**THE REQUEST:**
Which lines in the material below contain the string "building"? Pull out each of those lines in full, treating uppercase and lowercase as different.

**RECORDS FOR THE EXERCISE:**
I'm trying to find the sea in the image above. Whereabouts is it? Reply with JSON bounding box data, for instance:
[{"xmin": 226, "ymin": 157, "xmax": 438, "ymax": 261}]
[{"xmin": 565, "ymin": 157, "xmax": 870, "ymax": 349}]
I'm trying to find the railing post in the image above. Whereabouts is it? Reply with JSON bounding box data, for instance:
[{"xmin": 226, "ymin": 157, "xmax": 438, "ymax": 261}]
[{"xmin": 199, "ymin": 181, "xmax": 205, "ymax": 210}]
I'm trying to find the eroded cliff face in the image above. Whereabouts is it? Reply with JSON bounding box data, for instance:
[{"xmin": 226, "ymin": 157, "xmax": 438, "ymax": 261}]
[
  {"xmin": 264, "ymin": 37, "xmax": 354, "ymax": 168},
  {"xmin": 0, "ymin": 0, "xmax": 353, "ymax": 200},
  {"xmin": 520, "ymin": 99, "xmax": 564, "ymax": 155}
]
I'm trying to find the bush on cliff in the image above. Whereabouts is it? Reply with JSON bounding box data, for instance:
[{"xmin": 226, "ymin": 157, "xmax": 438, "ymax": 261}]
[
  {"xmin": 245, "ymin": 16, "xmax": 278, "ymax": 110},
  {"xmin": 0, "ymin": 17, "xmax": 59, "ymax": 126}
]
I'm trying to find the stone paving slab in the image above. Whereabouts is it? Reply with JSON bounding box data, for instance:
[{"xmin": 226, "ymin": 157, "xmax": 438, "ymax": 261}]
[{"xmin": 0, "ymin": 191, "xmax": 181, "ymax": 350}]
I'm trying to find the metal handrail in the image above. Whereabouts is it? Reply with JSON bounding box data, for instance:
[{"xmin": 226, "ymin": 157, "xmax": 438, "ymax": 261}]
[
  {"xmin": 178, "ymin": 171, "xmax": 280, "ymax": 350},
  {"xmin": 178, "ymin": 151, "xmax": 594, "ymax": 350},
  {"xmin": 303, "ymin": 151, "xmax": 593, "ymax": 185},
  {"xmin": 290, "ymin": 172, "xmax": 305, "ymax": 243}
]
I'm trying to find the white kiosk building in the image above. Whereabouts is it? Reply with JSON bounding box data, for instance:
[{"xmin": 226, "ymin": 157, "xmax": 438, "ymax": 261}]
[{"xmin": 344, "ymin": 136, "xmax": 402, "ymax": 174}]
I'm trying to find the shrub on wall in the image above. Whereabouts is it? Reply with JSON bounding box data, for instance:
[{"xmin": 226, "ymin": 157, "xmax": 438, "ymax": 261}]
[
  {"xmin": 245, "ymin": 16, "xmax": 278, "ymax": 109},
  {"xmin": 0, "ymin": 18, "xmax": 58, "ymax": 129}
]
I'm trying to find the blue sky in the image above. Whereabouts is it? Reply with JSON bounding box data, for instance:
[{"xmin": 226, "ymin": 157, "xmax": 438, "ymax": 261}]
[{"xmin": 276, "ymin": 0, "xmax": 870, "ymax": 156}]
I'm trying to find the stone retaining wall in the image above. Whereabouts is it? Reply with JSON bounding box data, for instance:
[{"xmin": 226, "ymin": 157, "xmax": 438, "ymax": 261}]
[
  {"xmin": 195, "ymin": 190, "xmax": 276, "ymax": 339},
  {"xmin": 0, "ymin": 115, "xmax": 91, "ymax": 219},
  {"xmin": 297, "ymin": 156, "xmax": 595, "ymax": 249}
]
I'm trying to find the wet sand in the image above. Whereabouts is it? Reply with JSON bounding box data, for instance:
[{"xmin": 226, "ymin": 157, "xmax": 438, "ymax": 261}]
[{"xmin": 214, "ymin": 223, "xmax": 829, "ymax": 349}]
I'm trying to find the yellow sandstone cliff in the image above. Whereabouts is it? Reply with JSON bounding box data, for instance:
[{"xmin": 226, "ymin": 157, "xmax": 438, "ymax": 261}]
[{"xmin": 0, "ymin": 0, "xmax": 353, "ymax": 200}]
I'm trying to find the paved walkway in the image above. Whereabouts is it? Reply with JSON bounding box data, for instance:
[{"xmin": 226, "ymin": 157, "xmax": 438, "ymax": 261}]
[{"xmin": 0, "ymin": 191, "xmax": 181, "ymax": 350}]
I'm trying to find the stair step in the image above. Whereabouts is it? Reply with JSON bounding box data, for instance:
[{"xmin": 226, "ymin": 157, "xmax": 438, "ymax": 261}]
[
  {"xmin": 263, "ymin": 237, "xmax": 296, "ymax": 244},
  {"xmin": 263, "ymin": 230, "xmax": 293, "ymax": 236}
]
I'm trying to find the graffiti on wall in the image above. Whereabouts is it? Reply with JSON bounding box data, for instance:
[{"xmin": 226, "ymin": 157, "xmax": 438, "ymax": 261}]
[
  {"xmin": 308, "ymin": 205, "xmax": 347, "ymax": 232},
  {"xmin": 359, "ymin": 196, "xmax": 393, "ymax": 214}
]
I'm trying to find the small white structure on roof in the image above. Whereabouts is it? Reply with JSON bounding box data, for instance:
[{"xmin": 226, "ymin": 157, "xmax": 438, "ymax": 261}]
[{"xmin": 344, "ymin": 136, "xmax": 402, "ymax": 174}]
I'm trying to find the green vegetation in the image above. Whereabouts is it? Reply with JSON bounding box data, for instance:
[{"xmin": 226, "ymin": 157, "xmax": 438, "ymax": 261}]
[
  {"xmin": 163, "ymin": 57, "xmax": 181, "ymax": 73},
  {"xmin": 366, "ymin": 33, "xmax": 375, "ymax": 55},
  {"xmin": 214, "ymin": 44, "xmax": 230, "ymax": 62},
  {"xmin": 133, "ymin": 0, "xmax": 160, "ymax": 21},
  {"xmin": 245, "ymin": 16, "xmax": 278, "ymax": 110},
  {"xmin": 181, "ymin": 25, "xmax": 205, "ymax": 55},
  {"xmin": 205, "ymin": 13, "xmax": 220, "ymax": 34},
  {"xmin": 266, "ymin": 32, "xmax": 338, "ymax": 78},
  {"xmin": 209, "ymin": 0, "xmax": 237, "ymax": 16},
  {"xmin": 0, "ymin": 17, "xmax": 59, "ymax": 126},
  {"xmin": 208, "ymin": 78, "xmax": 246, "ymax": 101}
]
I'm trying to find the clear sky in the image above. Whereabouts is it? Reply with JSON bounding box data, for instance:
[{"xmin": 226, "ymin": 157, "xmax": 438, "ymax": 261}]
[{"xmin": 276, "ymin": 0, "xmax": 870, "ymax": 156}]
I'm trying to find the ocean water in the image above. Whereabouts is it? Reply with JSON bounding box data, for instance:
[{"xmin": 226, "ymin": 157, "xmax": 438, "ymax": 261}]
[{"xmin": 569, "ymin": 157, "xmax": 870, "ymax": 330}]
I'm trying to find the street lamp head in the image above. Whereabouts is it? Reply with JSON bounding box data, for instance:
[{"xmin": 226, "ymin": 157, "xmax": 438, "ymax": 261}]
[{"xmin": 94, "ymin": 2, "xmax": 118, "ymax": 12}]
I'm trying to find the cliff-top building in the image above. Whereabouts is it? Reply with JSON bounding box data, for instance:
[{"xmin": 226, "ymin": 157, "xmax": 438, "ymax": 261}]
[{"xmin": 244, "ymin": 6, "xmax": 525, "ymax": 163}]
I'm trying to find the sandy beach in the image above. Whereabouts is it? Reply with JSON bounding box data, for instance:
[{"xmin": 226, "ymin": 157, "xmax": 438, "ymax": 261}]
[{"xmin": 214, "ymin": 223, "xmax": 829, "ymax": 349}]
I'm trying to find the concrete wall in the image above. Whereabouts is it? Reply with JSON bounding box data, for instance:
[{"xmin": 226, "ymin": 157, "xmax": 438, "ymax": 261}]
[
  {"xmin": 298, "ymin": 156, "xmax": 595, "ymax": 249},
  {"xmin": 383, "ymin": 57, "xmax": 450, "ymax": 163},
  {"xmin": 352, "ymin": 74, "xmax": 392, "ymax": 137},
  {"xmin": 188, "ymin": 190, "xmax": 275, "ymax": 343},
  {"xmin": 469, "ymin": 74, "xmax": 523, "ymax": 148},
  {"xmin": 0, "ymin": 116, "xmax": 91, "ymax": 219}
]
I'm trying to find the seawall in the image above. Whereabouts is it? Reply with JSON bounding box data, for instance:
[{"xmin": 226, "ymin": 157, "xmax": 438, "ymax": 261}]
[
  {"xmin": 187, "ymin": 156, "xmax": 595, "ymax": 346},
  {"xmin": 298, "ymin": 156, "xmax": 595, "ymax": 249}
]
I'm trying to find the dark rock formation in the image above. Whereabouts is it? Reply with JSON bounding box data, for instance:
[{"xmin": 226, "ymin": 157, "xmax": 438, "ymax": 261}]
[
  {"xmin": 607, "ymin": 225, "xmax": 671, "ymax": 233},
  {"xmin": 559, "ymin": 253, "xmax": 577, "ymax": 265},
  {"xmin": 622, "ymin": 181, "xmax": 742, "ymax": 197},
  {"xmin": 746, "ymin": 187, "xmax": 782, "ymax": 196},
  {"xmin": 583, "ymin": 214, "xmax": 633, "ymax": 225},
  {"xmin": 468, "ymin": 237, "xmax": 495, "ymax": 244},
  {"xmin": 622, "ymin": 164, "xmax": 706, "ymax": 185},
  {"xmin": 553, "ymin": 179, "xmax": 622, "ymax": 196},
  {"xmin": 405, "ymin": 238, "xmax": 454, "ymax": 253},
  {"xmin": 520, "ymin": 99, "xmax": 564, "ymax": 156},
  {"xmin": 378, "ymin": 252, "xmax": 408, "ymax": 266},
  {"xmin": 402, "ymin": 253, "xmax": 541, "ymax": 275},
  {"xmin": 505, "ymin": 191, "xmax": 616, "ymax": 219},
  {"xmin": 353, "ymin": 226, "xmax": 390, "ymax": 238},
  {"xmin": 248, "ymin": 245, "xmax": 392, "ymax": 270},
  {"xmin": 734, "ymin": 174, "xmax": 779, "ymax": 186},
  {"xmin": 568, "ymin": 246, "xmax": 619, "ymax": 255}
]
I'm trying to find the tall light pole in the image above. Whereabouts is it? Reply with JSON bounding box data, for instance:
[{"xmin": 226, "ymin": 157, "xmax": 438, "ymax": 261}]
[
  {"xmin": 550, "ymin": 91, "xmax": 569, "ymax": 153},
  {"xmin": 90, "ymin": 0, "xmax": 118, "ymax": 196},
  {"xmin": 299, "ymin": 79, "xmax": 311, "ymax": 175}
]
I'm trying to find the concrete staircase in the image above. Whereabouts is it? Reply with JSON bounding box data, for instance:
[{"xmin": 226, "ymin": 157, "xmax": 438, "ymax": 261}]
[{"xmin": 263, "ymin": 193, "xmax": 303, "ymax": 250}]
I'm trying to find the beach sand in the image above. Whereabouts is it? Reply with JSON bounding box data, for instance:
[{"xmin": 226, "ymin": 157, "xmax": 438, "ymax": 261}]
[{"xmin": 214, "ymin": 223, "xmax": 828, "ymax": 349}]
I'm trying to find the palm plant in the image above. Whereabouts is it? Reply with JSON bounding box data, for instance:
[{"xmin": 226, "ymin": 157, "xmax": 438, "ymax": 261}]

**RESULT OF THE EXERCISE:**
I'm trying to find the white kiosk building in the image above. Whereabouts is it? Reply with JSON bounding box data, for instance:
I'm trying to find the cliff-top building in the image above. Whereabouts is it? Reply with JSON bounding box data, for instance:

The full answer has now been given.